(Problem to solve):
Copy out word for word the stretch of the records below from their start through the line containing "pixel 726 168", with both ends included.

(Recorded information):
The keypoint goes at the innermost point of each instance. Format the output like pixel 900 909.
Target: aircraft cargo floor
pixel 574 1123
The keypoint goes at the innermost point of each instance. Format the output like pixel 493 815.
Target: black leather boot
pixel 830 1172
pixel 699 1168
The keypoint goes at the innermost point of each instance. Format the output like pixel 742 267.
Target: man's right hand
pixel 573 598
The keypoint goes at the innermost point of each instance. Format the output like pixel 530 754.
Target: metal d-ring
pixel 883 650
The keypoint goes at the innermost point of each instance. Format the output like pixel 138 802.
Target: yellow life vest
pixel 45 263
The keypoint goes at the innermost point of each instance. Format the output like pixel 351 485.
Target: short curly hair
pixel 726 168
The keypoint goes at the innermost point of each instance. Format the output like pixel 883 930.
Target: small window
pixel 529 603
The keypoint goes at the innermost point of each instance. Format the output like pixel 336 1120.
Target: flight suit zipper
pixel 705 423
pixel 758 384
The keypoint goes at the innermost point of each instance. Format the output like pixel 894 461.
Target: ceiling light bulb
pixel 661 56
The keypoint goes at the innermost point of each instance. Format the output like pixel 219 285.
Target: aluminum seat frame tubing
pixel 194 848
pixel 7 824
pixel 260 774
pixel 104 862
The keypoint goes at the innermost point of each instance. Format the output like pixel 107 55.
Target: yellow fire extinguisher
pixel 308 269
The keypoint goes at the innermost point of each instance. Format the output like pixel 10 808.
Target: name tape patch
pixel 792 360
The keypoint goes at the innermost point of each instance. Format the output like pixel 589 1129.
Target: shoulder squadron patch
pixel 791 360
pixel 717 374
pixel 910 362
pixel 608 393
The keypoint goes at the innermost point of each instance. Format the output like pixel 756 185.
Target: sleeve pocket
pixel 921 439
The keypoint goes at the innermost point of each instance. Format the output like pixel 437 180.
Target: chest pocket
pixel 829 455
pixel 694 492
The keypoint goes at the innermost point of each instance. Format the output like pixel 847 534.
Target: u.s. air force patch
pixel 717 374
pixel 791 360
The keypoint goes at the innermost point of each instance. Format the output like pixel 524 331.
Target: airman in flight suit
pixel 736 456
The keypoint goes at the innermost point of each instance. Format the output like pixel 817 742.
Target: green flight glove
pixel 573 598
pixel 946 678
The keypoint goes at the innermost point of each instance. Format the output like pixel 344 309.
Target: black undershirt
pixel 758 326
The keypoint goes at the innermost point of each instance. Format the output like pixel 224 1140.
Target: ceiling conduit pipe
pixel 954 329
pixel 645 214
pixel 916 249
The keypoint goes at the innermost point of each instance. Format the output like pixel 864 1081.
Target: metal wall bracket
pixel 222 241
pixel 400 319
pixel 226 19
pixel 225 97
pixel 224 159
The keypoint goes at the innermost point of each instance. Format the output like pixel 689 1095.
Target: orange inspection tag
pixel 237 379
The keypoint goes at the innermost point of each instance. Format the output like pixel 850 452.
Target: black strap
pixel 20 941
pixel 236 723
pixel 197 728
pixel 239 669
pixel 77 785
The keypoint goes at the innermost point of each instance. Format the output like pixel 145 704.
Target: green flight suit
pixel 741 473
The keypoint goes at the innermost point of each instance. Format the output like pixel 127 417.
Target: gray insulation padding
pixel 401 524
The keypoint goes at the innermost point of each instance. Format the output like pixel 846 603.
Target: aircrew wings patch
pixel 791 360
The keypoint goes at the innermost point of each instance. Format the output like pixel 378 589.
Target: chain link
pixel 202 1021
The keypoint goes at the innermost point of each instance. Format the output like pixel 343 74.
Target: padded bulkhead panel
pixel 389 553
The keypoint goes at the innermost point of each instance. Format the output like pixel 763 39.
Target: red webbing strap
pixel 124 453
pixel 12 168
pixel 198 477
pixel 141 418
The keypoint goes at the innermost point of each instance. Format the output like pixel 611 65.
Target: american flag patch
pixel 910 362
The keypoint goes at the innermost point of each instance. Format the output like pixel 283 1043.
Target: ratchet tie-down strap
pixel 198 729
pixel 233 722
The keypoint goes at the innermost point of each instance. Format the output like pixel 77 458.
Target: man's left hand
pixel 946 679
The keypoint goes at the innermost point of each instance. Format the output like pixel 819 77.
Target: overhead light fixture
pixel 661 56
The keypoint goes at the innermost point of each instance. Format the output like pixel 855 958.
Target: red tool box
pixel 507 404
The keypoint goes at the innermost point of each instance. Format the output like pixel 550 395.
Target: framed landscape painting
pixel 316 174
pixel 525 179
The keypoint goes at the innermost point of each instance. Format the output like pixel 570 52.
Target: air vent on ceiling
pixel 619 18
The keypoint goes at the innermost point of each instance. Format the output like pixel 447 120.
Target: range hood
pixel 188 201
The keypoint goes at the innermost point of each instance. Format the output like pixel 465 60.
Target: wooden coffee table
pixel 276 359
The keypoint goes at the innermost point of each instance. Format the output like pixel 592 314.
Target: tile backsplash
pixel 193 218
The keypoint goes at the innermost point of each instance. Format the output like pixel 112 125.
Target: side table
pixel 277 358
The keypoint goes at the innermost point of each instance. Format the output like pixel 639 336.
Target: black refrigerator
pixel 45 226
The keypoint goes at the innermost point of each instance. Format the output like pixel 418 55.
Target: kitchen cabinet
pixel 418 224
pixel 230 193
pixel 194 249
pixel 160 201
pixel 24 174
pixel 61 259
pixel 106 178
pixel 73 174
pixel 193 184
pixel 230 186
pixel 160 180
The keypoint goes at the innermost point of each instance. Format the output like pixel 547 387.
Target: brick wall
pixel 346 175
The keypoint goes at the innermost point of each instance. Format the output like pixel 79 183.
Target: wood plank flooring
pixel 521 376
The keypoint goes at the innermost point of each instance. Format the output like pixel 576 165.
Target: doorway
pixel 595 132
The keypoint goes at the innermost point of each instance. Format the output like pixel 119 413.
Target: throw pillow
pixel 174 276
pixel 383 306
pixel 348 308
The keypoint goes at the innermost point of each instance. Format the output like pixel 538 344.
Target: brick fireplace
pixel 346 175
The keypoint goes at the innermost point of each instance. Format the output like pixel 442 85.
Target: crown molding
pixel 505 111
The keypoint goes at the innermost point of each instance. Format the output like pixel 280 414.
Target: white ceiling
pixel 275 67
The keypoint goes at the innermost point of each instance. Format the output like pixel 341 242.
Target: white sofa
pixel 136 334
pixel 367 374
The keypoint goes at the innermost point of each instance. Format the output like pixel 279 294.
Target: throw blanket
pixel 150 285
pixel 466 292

(Task response):
The keypoint goes at the innermost point of each instance. Format the output like pixel 900 909.
Target: aircraft cargo floor
pixel 574 1123
The keypoint goes at the innermost point of each instance. Format the output like pixel 493 815.
Target: black leather boot
pixel 830 1172
pixel 699 1168
The keypoint goes at the innermost point of each instance. Format the output like pixel 742 267.
Target: man's right hand
pixel 573 598
The keypoint goes at the innermost point of each instance. Format the output like pixel 530 754.
Target: metal d-ring
pixel 883 650
The keypoint goes at the innermost point of each instance. Format the output like pixel 138 802.
Target: yellow life vest
pixel 45 263
The keypoint goes at the innermost point of each instance. Format the output like pixel 351 485.
Target: short curly hair
pixel 726 168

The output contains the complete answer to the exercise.